START SOURCE

When a schedule airflight is behind more than 15 minutes then it is officially delayed. Same logic will be followed for arrival times. Only arrivals 15 minutes past scheduled time will be considered late

http://aspmhelp.faa.gov/index.php/Types_of_Delay

### Aggregations

In [65]:
import dask
start = datetime.now()
# Define some aggregations to plot
aggregations = (
    #1 Average departure delay by year
    df.groupby('Year').DepDelay.mean(),
    
    #2 Average departure delay by Month
    df.groupby('Month').DepDelay.mean(), 
    
    #3 Average departure delay by hour of day
    df.groupby('Hour').DepDelay.mean(), 
    
    #4 Average departure delay by Carrier, top 15
    df.groupby('UniqueCarrier').DepDelay.mean().nlargest(15), 
    
    #5 Average arrival delay by destination, top 15
    (df.groupby('Dest').ArrDelay.mean().nlargest(15)

END SOURCE
START INFORMATION PROVIDED

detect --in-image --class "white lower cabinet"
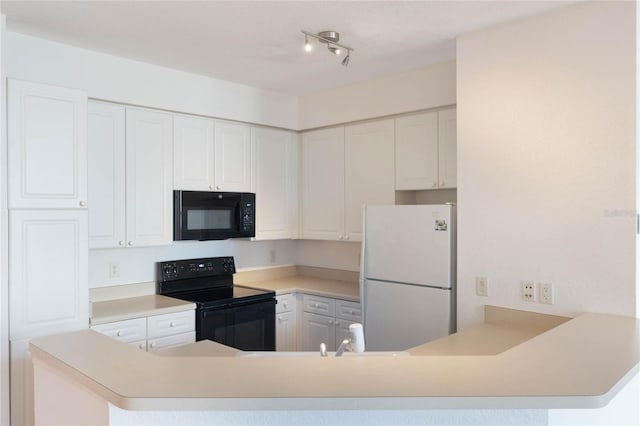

END INFORMATION PROVIDED

[DIRECTIONS] Copy out the flight-delay excerpt word for word, in full. The listing has no connection to the flight-delay excerpt.

[SOLUTION BELOW]
When a schedule airflight is behind more than 15 minutes then it is officially delayed. Same logic will be followed for arrival times. Only arrivals 15 minutes past scheduled time will be considered late

http://aspmhelp.faa.gov/index.php/Types_of_Delay

### Aggregations

In [65]:
import dask
start = datetime.now()
# Define some aggregations to plot
aggregations = (
    #1 Average departure delay by year
    df.groupby('Year').DepDelay.mean(),
    
    #2 Average departure delay by Month
    df.groupby('Month').DepDelay.mean(), 
    
    #3 Average departure delay by hour of day
    df.groupby('Hour').DepDelay.mean(), 
    
    #4 Average departure delay by Carrier, top 15
    df.groupby('UniqueCarrier').DepDelay.mean().nlargest(15), 
    
    #5 Average arrival delay by destination, top 15
    (df.groupby('Dest').ArrDelay.mean().nlargest(15)